* _What you will do_
Nothing other than an exact copy of the records should be returned.

[Phrase grounding data]
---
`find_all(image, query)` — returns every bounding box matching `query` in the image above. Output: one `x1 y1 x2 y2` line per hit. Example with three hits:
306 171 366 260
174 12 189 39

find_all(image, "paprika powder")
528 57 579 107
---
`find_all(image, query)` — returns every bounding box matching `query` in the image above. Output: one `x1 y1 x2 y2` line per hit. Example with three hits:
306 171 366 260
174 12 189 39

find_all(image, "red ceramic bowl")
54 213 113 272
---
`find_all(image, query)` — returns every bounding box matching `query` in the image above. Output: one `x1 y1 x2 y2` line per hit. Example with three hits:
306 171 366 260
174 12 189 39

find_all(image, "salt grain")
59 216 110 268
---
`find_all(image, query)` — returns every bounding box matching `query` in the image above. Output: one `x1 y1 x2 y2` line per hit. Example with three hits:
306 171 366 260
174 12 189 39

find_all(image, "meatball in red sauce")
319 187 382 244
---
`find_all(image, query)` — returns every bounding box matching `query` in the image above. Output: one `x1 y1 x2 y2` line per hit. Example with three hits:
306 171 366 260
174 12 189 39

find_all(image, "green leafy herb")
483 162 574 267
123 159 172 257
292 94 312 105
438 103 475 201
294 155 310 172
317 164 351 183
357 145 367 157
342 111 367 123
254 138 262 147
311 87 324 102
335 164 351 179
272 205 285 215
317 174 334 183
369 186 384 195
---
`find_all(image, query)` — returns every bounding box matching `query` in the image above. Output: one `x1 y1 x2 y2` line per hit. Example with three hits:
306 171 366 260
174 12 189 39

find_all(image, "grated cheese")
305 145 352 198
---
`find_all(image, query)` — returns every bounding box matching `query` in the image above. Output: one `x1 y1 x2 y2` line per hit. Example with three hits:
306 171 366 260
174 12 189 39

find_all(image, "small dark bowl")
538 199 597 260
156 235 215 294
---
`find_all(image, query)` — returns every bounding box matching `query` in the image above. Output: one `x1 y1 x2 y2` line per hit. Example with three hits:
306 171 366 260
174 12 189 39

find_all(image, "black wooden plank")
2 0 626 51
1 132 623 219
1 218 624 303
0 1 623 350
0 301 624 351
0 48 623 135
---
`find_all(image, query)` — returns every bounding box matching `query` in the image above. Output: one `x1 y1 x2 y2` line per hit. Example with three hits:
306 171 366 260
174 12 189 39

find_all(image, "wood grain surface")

* _Written reply_
---
`find_all(image, query)` — returns every bounding box matching `query` in the image above. Output: one `x1 y1 x2 y2` line per hit. Example with three hits:
306 171 366 260
174 12 189 39

find_all(image, "paprika powder")
528 57 579 107
---
`find_all(image, query)` — returns every bounding box matching `query` in the image above. Output: one `x1 y1 x2 y2` line per hit. Example with three hits:
306 171 366 260
174 12 189 39

find_all(image, "red ceramic bowl")
54 213 113 272
---
`find_all(image, query)` — returns every bounding box matching `query` in the image above. Output: one `x1 y1 x2 y2` line per hit. Example with three hits:
306 171 366 260
174 12 189 39

find_all(image, "salt grain")
59 216 110 268
---
`find_all(image, query)` — returns every bounding box matching `query` in the image above. Output: one `x1 y1 x2 y2` line per hit. Example with three hits:
306 171 366 260
174 12 189 39

find_all(image, "meatball in red sauce")
319 187 382 244
---
`find_all(image, query)` — returns every bounding box matching `query` in the image above. Output: one `x1 y1 x2 y2` line per hit. Example with three hits:
306 171 366 260
174 12 189 39

find_all(image, "green leafy herb")
483 162 574 267
123 159 172 257
292 94 312 105
438 103 475 201
294 155 310 172
317 164 351 183
357 145 367 157
342 111 367 123
254 138 262 147
311 87 324 102
335 164 351 179
272 205 285 215
317 174 334 183
369 186 384 195
---
`find_all(image, query)` — returns every bounding box matching `query` in the image above. Output: one `x1 y1 x2 y2` line per hit. Example with three hits:
306 171 366 260
174 12 189 39

find_all(image, "grated cheese")
305 145 352 198
---
`find_all(image, query)` — returns every bounding box matching `query` in the image above. Output: one `x1 y1 x2 y2` line per hit. Example with three hits:
306 171 366 260
174 12 189 39

find_all(image, "small dark bowl")
538 199 597 260
156 235 215 294
---
`find_all(image, query)` — returns every bounding box matching `query` in the image above. Output: one `x1 y1 x2 y2` line per hit. Example with three hits:
306 171 366 260
174 12 189 39

find_all(image, "black wooden plank")
2 0 626 51
1 132 623 219
1 218 624 303
0 1 623 350
0 301 624 351
0 48 623 135
---
`find_all(image, query)` — returns every bounding box matching `query` in the image above. Output: one `x1 y1 x2 y2` line per hit. Example with three hits:
306 171 366 260
174 12 189 39

find_all(image, "wood grain surface")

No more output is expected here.